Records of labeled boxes
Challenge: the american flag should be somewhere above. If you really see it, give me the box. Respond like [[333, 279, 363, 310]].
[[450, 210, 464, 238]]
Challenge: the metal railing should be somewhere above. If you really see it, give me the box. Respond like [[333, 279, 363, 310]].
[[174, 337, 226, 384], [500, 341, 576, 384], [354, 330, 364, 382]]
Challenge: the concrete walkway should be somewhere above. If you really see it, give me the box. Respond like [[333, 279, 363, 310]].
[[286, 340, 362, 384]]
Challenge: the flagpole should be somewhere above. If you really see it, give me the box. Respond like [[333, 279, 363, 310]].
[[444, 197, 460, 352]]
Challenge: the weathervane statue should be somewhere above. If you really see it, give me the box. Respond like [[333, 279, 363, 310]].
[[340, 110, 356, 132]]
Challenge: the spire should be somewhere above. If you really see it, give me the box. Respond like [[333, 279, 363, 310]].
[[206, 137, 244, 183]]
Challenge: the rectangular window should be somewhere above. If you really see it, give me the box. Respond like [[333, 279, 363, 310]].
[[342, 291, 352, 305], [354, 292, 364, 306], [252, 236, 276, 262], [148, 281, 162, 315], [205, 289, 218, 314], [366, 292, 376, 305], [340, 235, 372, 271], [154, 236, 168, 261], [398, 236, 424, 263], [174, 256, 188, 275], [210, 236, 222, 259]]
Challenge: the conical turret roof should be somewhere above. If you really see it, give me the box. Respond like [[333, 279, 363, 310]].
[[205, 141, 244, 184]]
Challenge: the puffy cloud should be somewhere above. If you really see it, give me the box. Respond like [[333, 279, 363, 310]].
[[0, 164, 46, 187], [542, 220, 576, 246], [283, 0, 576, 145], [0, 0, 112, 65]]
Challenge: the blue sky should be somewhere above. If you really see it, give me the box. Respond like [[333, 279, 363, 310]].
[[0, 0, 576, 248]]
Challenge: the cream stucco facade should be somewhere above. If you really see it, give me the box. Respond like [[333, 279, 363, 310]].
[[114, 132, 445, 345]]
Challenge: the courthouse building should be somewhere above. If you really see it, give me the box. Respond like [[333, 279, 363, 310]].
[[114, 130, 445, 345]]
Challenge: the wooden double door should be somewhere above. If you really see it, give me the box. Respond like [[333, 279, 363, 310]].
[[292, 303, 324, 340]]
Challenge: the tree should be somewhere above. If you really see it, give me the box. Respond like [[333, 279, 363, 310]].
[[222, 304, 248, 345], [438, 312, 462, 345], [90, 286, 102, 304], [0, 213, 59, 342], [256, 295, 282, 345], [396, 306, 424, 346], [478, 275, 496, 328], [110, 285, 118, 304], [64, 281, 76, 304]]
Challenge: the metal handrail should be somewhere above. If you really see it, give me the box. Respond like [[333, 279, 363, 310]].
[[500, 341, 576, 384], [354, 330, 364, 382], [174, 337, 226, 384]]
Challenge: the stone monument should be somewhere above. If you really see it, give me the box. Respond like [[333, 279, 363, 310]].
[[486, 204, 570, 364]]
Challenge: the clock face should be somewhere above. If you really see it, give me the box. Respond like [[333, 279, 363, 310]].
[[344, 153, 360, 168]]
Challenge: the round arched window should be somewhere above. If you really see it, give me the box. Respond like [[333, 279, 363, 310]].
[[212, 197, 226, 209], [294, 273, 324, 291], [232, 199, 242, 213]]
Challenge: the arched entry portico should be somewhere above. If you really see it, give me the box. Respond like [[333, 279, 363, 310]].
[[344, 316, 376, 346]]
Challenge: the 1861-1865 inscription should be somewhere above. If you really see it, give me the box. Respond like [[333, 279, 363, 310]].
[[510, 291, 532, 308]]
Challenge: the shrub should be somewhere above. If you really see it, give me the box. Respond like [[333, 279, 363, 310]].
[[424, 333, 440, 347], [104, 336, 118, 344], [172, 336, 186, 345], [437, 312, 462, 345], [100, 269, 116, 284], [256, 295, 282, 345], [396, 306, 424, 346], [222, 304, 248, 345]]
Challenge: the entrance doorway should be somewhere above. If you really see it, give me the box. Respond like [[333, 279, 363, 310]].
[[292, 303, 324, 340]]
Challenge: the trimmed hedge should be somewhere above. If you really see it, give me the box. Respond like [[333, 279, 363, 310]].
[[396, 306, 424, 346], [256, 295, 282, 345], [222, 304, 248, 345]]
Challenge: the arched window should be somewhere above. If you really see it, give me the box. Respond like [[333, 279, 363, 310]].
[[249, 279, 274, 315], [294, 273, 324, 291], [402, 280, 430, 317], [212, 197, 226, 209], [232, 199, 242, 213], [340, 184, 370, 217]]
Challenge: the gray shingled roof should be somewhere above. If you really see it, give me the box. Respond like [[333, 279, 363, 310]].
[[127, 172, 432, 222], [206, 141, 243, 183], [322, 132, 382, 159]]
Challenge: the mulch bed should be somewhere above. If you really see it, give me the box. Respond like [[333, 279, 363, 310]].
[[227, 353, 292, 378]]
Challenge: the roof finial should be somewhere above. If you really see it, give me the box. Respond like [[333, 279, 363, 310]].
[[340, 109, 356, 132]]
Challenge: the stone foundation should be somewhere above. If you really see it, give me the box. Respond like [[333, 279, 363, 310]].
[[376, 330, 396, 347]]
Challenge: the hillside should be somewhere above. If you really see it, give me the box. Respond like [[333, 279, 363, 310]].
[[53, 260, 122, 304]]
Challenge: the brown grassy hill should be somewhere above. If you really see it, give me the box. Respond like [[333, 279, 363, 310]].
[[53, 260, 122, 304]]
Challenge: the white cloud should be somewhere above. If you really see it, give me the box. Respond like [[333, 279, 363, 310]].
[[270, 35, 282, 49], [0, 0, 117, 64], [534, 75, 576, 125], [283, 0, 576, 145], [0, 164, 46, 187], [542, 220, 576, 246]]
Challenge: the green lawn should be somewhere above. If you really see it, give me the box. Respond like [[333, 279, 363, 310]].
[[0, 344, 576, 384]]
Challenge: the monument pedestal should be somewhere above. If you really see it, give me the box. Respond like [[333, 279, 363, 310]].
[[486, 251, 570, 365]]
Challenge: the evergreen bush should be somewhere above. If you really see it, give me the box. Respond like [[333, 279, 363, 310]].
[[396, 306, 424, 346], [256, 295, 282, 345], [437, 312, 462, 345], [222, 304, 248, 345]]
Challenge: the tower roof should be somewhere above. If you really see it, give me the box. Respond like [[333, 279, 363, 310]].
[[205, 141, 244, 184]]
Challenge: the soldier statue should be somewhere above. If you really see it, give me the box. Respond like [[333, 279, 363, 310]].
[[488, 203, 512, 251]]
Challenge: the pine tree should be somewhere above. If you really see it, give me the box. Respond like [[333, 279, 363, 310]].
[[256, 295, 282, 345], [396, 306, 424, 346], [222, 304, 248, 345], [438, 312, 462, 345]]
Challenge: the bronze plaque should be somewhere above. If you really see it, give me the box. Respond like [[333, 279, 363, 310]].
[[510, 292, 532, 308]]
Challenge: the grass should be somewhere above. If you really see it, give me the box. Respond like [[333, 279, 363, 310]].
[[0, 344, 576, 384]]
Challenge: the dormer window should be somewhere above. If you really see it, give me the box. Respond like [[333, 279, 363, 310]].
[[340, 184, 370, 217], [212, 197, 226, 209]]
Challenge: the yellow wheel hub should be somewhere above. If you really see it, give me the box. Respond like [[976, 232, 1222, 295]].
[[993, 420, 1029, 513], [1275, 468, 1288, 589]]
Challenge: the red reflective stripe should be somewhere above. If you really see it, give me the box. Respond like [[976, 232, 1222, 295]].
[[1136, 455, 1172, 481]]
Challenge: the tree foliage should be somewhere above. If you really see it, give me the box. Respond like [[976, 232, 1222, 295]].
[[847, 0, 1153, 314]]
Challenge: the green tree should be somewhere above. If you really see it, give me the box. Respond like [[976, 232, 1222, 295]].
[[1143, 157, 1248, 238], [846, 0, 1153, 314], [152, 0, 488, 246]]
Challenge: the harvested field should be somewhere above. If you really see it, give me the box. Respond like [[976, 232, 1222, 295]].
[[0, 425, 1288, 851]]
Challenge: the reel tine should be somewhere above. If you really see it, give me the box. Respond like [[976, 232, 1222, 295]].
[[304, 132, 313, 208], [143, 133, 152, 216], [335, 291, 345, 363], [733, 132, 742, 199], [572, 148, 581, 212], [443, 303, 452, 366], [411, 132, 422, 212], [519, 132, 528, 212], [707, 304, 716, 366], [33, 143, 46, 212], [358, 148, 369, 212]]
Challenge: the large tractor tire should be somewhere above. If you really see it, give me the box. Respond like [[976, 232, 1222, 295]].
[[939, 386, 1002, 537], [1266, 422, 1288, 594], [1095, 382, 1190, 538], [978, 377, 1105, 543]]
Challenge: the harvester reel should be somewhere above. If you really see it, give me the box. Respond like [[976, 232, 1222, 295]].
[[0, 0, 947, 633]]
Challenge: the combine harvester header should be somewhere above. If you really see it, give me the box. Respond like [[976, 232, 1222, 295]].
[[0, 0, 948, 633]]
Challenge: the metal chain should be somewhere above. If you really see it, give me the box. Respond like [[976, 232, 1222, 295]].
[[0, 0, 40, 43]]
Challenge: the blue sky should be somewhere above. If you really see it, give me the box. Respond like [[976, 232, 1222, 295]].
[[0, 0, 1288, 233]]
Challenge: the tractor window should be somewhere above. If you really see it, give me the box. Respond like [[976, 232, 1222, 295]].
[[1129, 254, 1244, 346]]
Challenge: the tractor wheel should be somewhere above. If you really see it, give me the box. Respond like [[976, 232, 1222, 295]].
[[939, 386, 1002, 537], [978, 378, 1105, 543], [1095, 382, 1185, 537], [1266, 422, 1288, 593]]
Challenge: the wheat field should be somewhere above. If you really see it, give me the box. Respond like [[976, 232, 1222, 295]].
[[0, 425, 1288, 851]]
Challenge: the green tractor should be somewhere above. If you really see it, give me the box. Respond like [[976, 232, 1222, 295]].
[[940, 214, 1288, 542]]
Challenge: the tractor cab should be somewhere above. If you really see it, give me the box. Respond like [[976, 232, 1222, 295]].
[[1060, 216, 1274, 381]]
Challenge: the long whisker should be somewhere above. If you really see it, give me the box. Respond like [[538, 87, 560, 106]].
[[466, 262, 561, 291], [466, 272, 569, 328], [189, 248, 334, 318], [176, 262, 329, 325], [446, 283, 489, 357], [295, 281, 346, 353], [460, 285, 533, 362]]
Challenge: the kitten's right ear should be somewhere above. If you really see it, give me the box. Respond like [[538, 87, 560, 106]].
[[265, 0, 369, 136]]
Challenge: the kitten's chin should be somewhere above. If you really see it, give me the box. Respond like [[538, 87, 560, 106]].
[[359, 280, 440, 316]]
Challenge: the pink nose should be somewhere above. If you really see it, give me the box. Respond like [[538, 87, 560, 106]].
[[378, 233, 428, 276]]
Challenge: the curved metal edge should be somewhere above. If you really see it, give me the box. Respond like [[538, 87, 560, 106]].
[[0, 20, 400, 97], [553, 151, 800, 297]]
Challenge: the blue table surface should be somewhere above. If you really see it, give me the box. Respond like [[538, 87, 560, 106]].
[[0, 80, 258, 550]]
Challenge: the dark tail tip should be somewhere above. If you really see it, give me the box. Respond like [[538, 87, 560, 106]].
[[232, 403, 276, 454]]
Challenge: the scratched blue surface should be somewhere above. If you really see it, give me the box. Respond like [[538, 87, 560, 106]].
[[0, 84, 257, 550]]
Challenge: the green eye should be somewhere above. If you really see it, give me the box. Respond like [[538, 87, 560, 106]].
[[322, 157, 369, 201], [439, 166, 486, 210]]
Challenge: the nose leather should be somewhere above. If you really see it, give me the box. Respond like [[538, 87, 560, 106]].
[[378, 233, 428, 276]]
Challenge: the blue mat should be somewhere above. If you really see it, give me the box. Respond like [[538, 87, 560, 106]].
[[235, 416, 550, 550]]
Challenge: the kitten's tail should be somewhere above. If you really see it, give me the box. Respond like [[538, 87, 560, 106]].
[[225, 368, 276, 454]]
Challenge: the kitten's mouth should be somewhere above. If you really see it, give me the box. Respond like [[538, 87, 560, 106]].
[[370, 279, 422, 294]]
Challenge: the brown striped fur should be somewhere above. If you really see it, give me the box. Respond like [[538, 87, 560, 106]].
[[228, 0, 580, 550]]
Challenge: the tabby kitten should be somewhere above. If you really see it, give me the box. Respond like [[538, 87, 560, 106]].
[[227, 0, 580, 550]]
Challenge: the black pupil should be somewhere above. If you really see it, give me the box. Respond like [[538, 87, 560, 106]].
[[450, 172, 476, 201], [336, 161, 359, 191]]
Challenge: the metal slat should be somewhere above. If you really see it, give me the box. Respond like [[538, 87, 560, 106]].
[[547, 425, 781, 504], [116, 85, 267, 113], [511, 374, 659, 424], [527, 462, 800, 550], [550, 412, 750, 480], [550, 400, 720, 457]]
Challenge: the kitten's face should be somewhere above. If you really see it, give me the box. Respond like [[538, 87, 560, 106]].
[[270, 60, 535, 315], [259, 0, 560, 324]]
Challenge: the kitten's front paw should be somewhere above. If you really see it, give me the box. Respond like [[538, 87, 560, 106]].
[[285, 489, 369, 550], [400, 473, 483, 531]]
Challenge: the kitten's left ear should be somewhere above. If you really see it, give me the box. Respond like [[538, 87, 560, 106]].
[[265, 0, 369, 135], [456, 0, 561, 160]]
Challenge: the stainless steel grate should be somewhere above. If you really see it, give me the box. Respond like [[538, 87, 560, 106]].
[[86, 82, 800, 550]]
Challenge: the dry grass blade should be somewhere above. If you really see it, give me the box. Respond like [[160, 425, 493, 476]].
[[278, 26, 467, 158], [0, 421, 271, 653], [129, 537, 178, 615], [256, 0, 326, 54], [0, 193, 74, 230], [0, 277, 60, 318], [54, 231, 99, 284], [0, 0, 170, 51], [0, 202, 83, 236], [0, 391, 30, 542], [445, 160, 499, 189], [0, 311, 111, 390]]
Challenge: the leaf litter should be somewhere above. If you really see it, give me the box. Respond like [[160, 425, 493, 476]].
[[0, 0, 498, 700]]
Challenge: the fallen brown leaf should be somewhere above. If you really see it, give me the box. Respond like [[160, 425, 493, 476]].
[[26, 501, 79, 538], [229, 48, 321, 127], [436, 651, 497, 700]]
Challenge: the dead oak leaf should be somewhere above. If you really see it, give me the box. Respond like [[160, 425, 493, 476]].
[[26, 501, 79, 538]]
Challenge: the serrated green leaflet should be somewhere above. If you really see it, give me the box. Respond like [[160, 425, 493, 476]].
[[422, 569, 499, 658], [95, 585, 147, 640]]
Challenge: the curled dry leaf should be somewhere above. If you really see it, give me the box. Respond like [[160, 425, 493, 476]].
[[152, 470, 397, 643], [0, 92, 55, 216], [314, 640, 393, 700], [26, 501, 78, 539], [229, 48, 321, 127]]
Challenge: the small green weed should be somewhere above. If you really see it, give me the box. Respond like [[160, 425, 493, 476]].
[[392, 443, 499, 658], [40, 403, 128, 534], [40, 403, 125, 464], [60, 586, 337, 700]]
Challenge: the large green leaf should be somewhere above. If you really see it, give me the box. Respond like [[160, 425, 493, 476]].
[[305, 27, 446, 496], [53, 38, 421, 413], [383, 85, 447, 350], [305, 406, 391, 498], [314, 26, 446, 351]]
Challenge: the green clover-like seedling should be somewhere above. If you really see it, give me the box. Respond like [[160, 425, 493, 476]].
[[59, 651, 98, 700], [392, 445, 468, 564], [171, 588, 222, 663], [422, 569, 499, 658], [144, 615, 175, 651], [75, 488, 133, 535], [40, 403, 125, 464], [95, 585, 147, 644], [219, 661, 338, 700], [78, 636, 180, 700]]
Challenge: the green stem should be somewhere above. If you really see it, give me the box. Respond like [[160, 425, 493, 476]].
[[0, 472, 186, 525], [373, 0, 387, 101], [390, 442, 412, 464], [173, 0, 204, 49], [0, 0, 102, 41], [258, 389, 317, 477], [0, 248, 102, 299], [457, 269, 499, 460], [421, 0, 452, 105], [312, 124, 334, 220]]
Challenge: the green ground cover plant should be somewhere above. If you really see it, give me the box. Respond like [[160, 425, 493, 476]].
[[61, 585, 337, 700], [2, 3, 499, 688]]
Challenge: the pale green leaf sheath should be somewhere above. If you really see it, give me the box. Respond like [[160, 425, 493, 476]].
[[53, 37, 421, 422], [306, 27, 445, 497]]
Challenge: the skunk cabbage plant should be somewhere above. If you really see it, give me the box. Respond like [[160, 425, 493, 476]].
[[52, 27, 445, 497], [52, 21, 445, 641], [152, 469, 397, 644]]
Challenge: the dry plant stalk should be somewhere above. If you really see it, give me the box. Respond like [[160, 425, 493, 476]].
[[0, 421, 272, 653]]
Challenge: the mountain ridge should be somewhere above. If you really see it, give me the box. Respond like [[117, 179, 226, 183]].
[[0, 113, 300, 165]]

- [TASK PROMPT]
Transcribe word for word the lines from the start of the entries up to and including the line that contains "[[206, 137, 244, 183]]".

- [ANSWER TO THIS PROBLEM]
Challenge: the american flag should be somewhere above. If you really see it, give me the box. Respond like [[333, 279, 363, 310]].
[[450, 210, 464, 238]]
Challenge: the metal railing should be somewhere above. If you really see it, give me the box. Respond like [[333, 279, 363, 310]].
[[174, 337, 226, 384], [500, 341, 576, 384], [354, 330, 364, 382]]
Challenge: the concrete walkway should be somewhere above. If you really see it, give me the box. Respond like [[333, 279, 363, 310]].
[[286, 340, 362, 384]]
Challenge: the flagpole should be somewhere above. If you really see it, give me the box. Respond like [[333, 279, 363, 310]].
[[444, 197, 460, 352]]
Challenge: the weathervane statue should be somewhere above. If you really see it, give me the box. Respond like [[333, 279, 363, 310]].
[[340, 110, 356, 132]]
Challenge: the spire should be somewhere above. If you really see it, give me the box. Respond like [[333, 279, 363, 310]].
[[206, 137, 244, 183]]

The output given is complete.